Could you copy out the material below, swapping "List one per line" for "Write each on a separate line" wherever it occurs and leaving everything else unchanged?

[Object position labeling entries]
═══

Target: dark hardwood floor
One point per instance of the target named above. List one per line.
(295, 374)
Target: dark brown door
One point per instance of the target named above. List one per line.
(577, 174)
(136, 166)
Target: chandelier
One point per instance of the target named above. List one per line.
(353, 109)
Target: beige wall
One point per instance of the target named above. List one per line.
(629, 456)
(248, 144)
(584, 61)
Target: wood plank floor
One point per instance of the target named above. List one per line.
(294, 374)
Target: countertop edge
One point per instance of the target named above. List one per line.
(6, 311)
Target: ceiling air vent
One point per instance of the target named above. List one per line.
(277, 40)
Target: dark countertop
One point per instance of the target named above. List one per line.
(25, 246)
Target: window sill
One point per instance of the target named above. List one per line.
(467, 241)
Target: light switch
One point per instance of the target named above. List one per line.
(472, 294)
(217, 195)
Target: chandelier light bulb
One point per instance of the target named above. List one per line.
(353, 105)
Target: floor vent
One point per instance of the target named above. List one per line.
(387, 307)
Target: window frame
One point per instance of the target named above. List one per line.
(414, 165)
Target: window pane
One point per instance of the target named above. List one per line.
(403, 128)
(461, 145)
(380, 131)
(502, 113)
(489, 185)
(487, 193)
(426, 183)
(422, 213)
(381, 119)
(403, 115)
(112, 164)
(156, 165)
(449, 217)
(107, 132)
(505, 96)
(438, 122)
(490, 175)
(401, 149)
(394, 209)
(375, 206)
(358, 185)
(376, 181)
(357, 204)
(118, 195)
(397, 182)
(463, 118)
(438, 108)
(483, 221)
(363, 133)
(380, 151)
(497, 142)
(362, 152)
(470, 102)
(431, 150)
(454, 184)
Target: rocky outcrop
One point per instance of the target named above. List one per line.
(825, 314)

═══

The completed task:
Target: dark hardwood floor
One point per instance of the target named above. Write each on a separate line.
(295, 374)
Target: dark brown door
One point per instance of the target named above. Write each on a separate line.
(577, 174)
(136, 166)
Target: chandelier
One point per instance of the target named above. Write each on a separate line.
(353, 109)
Target: beige wall
One point per instance of the target named above. Write each on a separate line.
(629, 456)
(248, 144)
(584, 61)
Target: wood plank floor
One point per instance of the target named above. Write each on a separate line.
(294, 374)
Target: countertop edge
One point per instance of the target named above. Write each on a separate line.
(6, 311)
Target: ceiling air vent
One point per instance of the target named above. Write each on a separate line.
(277, 40)
Target: dark countertop
One point per instance of the target named above. Write each on a separate line.
(25, 246)
Target: window sill
One point per instance of the target named above. Write each on a separate line.
(467, 241)
Target: light switch
One point per instance of the target named above. Write each on a separate line.
(472, 294)
(217, 195)
Target: chandelier light bulb
One point per instance of the target named above. Write each on a separate line.
(353, 105)
Target: floor vent
One point per instance of the target named above. Write each on a separate line.
(387, 307)
Target: window frame
One point per instance of the target named above. Write each on a separate line.
(414, 165)
Target: window pane
One point per instance of the target named above. Write each on a separate line.
(403, 128)
(461, 145)
(380, 131)
(502, 113)
(489, 185)
(487, 193)
(426, 183)
(422, 213)
(381, 119)
(403, 115)
(112, 164)
(156, 165)
(449, 217)
(107, 132)
(505, 96)
(438, 122)
(490, 175)
(401, 149)
(394, 209)
(375, 206)
(358, 185)
(376, 181)
(357, 204)
(118, 195)
(397, 182)
(463, 118)
(438, 108)
(483, 221)
(363, 133)
(380, 151)
(497, 142)
(362, 152)
(470, 102)
(431, 150)
(454, 184)
Target: rocky outcrop
One point per instance of the target named above. Write each on a separate line.
(825, 314)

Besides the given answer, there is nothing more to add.